**PROBLEM:** Switch every "query" in the data below to "prompt" and write out the lines again with nothing else altered. Leave the pictures out of your answer.

**PROVIDED INFORMATION:**
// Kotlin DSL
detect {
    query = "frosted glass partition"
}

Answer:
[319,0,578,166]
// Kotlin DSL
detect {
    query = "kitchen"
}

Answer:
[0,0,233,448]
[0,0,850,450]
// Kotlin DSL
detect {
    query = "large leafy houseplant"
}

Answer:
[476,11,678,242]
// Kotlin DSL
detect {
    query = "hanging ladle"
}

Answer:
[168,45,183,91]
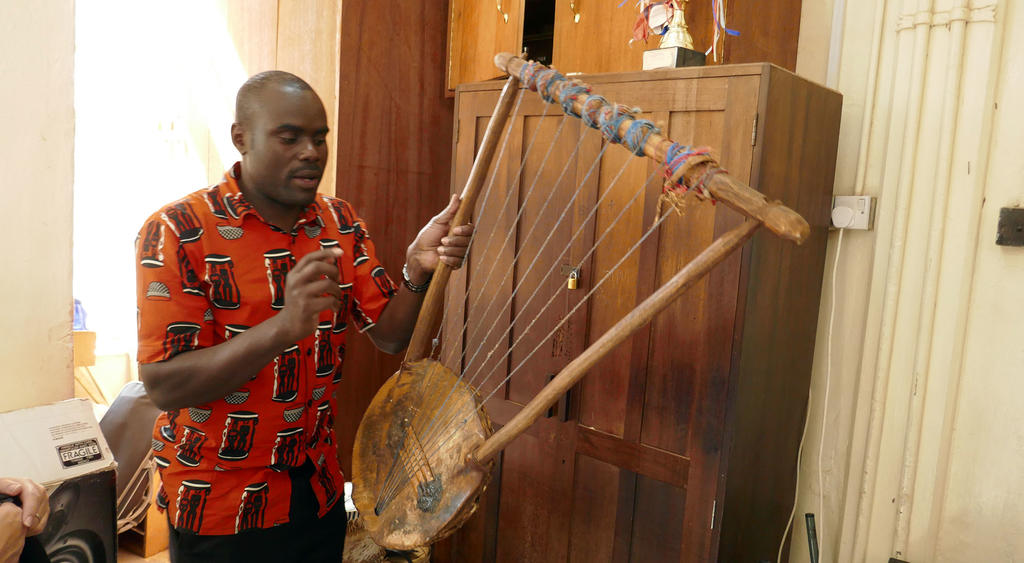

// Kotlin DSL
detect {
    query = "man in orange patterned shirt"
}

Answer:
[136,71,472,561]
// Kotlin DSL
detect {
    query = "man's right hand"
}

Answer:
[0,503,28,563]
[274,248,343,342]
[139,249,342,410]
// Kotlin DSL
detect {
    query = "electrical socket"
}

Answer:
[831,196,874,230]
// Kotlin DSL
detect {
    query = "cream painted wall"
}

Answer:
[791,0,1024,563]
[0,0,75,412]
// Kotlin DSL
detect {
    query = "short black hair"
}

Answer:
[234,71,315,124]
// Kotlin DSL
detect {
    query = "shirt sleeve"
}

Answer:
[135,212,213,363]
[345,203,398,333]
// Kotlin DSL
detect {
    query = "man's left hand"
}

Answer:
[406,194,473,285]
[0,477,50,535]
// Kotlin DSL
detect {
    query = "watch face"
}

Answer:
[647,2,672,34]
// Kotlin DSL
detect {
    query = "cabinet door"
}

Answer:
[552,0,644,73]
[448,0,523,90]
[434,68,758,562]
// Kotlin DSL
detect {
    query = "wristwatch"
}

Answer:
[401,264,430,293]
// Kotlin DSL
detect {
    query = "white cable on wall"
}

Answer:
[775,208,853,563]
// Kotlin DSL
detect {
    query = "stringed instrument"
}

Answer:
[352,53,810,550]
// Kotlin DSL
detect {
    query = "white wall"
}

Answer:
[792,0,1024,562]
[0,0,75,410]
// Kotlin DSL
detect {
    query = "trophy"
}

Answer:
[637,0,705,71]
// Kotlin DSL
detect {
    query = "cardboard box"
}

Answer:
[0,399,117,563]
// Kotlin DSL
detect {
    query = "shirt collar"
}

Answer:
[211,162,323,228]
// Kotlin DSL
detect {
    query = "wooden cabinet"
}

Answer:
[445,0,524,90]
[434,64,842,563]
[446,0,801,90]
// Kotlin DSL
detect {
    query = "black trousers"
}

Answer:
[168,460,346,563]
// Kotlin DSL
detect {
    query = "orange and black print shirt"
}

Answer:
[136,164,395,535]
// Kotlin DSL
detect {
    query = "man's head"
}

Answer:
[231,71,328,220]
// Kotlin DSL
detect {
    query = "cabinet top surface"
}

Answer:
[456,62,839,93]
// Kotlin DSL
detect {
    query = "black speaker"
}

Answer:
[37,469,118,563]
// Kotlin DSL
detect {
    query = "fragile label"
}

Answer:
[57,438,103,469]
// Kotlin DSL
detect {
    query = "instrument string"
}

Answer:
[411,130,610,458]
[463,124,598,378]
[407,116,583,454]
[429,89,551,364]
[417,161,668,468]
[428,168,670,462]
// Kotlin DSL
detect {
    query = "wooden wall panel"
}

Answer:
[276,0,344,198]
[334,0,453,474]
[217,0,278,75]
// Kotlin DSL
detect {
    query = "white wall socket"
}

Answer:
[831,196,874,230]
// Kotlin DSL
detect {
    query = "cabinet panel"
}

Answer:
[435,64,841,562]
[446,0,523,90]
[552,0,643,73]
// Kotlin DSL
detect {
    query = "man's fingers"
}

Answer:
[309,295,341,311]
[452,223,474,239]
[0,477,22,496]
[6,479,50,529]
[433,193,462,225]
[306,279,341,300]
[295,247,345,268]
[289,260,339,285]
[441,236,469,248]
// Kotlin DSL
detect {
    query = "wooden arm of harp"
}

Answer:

**PROBLEM SOLUTION:**
// Kotlin DSL
detect {
    prompt = "frosted glass partition"
}

Answer:
[319,0,578,166]
// Kotlin DSL
detect {
    prompt = "kitchen"
}

Answer:
[0,0,233,448]
[0,0,850,450]
// Kotlin DSL
detect {
    prompt = "large leafy houseplant"
}

Answer:
[476,11,678,242]
// Kotlin DSL
detect {
    prompt = "hanging ladle"
}

Answer:
[168,45,183,91]

// Kotlin DSL
detect {
    prompt = "man in orange patterned shirt"
}

Answer:
[136,71,472,561]
// Kotlin DSL
detect {
    prompt = "man's right hand"
}

Answer:
[0,503,28,563]
[274,248,343,342]
[139,249,342,410]
// Kotlin DSL
detect {
    prompt = "electrical socket"
}

Answer:
[831,196,874,230]
// Kotlin DSL
detect {
    prompt = "cream painted wall"
}

Answer:
[791,0,1024,563]
[0,0,75,412]
// Kotlin DSL
detect {
    prompt = "short black hair"
}

Answer:
[234,71,315,124]
// Kotlin DSL
detect {
    prompt = "shirt sleeve"
}

Answer:
[135,212,213,363]
[345,203,398,333]
// Kotlin DSL
detect {
    prompt = "man's left hand"
}

Answer:
[406,194,473,285]
[0,477,50,535]
// Kotlin DSL
detect {
    prompt = "watch face"
}

Answer:
[647,2,672,34]
// Kotlin DSL
detect {
    prompt = "cabinet door"
}

Answer:
[552,0,644,73]
[448,0,523,90]
[434,68,758,562]
// Kotlin DSL
detect {
    prompt = "wristwatch"
}

Answer:
[401,264,430,293]
// Kotlin DSL
detect {
    prompt = "white cable on wall"
}

Answer:
[775,208,853,563]
// Kotlin DSL
detect {
    prompt = "stringed instrument"
}

Answer:
[352,53,810,550]
// Kotlin DSL
detect {
    prompt = "white wall"
}

Answer:
[792,0,1024,562]
[0,0,75,410]
// Kotlin DSL
detect {
    prompt = "trophy"
}

Answer:
[637,0,705,71]
// Kotlin DSL
detect {
    prompt = "cardboard box"
}

Answer:
[0,399,117,563]
// Kotlin DSL
detect {
    prompt = "shirt collar"
}

Answer:
[211,162,323,228]
// Kotlin DSL
detect {
    prompt = "wooden cabinet"
}

Answer:
[445,0,524,90]
[434,64,842,563]
[446,0,801,90]
// Kotlin DSL
detect {
    prompt = "black trousers"
}

Answer:
[168,460,346,563]
// Kotlin DSL
detect {
    prompt = "orange and black print shirt"
}

Answer:
[136,164,395,535]
// Kotlin DSL
detect {
    prompt = "man's head"
}

Answer:
[231,71,328,220]
// Kotlin DSL
detect {
    prompt = "cabinet top surface"
}

Answer:
[456,62,839,93]
// Kotlin DSL
detect {
    prompt = "black speaker"
}

Answer:
[37,469,118,563]
// Kotlin DSL
detect {
    prompt = "fragile label"
}

Answer:
[57,438,103,469]
// Kotlin DSL
detect {
    prompt = "instrument string"
}

Answer:
[411,130,610,458]
[463,124,598,378]
[407,116,583,454]
[429,89,551,364]
[417,161,668,468]
[428,168,670,462]
// Kotlin DSL
detect {
    prompt = "wooden wall panel"
}

Answer:
[276,0,344,198]
[334,0,453,474]
[217,0,278,75]
// Kotlin DSL
detect {
    prompt = "white wall socket"
}

Answer:
[831,196,874,230]
// Kotlin DSL
detect {
    prompt = "cabinet panel"
}

Answer:
[435,64,841,562]
[446,0,523,90]
[552,0,643,73]
// Kotlin DSL
detect {
    prompt = "man's fingers"
}

Answer:
[309,295,341,311]
[452,223,474,239]
[0,477,22,496]
[6,479,50,529]
[433,193,462,225]
[306,279,341,300]
[295,247,345,268]
[289,260,339,285]
[441,236,469,248]
// Kotlin DSL
detect {
    prompt = "wooden arm of harp"
}

Answer:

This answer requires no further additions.